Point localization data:
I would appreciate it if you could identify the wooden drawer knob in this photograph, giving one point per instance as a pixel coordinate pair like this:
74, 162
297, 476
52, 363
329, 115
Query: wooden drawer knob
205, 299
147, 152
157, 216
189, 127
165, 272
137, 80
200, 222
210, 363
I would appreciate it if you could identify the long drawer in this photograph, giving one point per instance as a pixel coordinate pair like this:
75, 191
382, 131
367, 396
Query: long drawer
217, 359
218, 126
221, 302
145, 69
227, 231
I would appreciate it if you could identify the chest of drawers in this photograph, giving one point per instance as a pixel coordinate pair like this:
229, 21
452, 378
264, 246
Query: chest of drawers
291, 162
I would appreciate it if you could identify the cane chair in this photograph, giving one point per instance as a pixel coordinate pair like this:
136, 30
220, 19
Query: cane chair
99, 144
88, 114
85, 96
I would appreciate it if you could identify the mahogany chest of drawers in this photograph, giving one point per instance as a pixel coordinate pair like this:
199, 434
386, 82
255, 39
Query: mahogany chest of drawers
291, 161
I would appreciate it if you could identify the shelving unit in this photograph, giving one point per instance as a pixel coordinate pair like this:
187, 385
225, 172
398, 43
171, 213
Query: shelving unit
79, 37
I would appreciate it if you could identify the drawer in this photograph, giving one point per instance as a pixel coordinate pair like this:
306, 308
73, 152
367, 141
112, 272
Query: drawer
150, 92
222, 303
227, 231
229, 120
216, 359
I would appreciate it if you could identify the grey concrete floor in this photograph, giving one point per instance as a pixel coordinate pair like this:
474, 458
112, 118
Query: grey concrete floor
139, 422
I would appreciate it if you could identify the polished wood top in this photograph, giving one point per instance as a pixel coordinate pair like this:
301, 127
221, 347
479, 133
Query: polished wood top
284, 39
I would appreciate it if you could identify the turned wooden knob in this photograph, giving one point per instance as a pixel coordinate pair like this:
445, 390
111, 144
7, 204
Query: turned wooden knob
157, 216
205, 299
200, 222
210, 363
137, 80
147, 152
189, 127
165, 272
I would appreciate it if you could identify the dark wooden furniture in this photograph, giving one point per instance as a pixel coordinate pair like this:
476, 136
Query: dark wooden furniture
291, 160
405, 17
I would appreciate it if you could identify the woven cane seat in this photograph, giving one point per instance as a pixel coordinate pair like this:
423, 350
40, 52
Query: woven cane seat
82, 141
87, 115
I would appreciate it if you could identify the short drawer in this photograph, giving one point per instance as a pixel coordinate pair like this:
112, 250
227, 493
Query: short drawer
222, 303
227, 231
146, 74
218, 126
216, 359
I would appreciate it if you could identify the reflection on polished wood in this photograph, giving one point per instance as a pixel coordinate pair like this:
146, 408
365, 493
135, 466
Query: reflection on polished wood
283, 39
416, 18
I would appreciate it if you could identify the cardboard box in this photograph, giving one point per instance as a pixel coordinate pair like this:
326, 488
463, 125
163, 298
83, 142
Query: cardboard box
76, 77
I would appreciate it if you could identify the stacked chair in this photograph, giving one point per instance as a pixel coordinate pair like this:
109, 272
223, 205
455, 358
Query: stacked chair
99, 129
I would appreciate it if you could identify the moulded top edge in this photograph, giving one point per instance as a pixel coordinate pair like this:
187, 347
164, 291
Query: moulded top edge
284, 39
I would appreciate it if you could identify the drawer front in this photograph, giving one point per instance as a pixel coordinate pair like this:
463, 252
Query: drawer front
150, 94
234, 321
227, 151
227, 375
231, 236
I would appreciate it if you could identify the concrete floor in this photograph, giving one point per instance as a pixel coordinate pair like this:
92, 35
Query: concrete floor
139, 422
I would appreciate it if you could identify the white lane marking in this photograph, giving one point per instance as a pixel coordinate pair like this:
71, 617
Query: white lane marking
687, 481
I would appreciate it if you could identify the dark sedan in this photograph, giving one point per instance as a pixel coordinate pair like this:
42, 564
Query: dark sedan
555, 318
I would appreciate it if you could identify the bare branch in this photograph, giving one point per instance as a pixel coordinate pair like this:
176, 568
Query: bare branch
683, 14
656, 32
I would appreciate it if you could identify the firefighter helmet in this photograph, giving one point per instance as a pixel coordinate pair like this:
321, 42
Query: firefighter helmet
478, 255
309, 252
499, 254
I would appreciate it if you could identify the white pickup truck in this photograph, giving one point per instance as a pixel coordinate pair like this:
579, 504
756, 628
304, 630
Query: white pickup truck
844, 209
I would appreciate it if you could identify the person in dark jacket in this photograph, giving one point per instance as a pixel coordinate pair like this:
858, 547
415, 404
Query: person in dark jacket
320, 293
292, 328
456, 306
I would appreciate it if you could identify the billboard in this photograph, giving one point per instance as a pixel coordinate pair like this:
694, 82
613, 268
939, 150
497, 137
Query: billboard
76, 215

## Activity
Every record must be written out again without any change.

## Answer to the exercise
I would appreciate it if you could identify the wooden drawer knob in this photograph, giving one point per instance as a pixel coordinate pair like this:
74, 162
297, 476
52, 363
329, 115
Query: wooden drawer knob
205, 299
147, 152
157, 216
189, 127
165, 272
137, 80
200, 222
210, 363
I would appreciate it if you could identify the long drawer in this photograph, giving one point per instance as a pixel coordinate pair like this:
75, 191
382, 131
367, 396
Query: long drawer
217, 359
218, 126
221, 302
145, 69
227, 231
I would appreciate it if you could identify the chest of drawers in this photograph, giving one point per instance as a pixel coordinate pair like this:
229, 21
452, 378
264, 246
Query: chest of drawers
291, 162
I would appreciate it if you could identify the cane chair in this photograph, giving one point per instance as a pixel coordinate pair like this:
136, 30
220, 19
Query: cane chair
99, 144
88, 114
85, 96
I would appreciate it if you could identify the mahogany chest of drawers in this photograph, giving one point per instance as a pixel coordinate pair like this:
199, 434
386, 82
255, 39
Query: mahogany chest of drawers
291, 161
I would appreciate it if you could identify the shelving unit in this photograph, giving one point per instance as a pixel coordinate pair like this:
187, 385
225, 172
398, 43
171, 213
Query: shelving unit
79, 37
I would appreciate it if you could identify the drawer in this photograph, giving one point per instance as a pixel coordinate pair like this:
306, 308
73, 152
367, 141
112, 272
Query: drawer
150, 92
222, 303
227, 231
229, 120
216, 359
I would appreciate it if you could identify the grey concrete floor in this photograph, giving one point per instance as a pixel coordinate pair like this:
474, 458
112, 118
Query: grey concrete floor
139, 422
I would appreciate it if you could identify the polished wood top in this photograph, giving one point per instance as a pixel coordinate pair like this:
301, 127
221, 347
479, 133
Query: polished wood top
284, 39
I would appreciate it if you could identify the turned wooden knob in this photograph, giving one point per instance as a pixel coordinate pair like this:
445, 390
111, 144
7, 204
Query: turned wooden knob
157, 216
205, 299
200, 222
210, 363
137, 80
147, 152
189, 127
165, 272
I would appreciate it if you could identify the dark wooden furniture in this photograph, giving one point per instance as a pixel coordinate pair like this:
476, 136
Query: dark wooden furniture
291, 160
405, 17
I would appreciate it if you could identify the woven cane seat in this photograph, giving one point per instance as a pixel coordinate pair like this:
423, 350
40, 52
Query: woven cane seat
82, 141
87, 115
I would appreciate it if you could identify the short drawer in this photograph, giving one point per instance as a pixel coordinate pair like this:
112, 250
227, 493
Query: short drawer
222, 303
227, 231
146, 74
218, 126
216, 359
I would appreciate it if you could identify the reflection on polished wood in this photograph, giving one point per instance as a pixel coordinate pair like this:
146, 408
365, 493
135, 466
Query: reflection on polished wood
283, 39
416, 18
I would appreciate it if you could identify the cardboard box in this photograph, giving one point per instance as a pixel coordinate pair like this:
326, 488
463, 125
163, 298
83, 142
Query: cardboard box
76, 77
I would appreciate it if you could identify the stacked chair in this photograph, giving one point per instance as a pixel coordinate pair like this:
109, 272
223, 205
455, 358
Query: stacked chair
99, 129
I would appreciate it if you could identify the moulded top edge in this photograph, giving one point per instance as a pixel coordinate pair like this:
187, 347
164, 291
Query: moulded top edge
284, 39
I would appreciate it if you could identify the drawer front in this photograph, giving one point per instance as a pixel coordinate pair like this:
463, 252
Query: drawer front
150, 94
234, 321
227, 151
227, 375
231, 236
I would appreciate it if you could identify the concrete floor in this photograph, giving one point per instance as a pixel coordinate pair like this:
92, 35
Query: concrete floor
139, 422
I would appreciate it if you could identify the white lane marking in this photograph, giving one point per instance as a pixel coordinate pair like this:
71, 617
Query: white lane marking
687, 481
I would appreciate it if you could identify the dark sedan in this photograph, giving one point per instance as a pixel coordinate pair like this:
42, 564
Query: dark sedan
555, 318
I would appreciate it if you could identify the bare branch in this photograph, giving one point per instance as a pixel coordinate pair like this:
176, 568
Query: bare branch
683, 14
656, 32
I would appreciate it if you could identify the firefighter helmet in this photograph, giving one point per instance as a pixel coordinate pair like this:
321, 42
Query: firefighter helmet
478, 255
309, 252
499, 254
I would appreciate it if you could identify the white pickup truck in this photograph, giving one point per instance as a pixel coordinate pair like this:
579, 504
756, 628
304, 630
Query: white pickup truck
844, 209
I would appreciate it if you could identify the person in dark jacket in this photograph, giving one point per instance as a pixel coordinate pair like this:
858, 547
415, 404
Query: person in dark jacket
320, 293
292, 328
456, 306
I would appreciate it if you could identify the billboard in this photograph, giving one point per instance as a pixel coordinate pair like this:
694, 82
613, 268
939, 150
497, 137
Query: billboard
76, 215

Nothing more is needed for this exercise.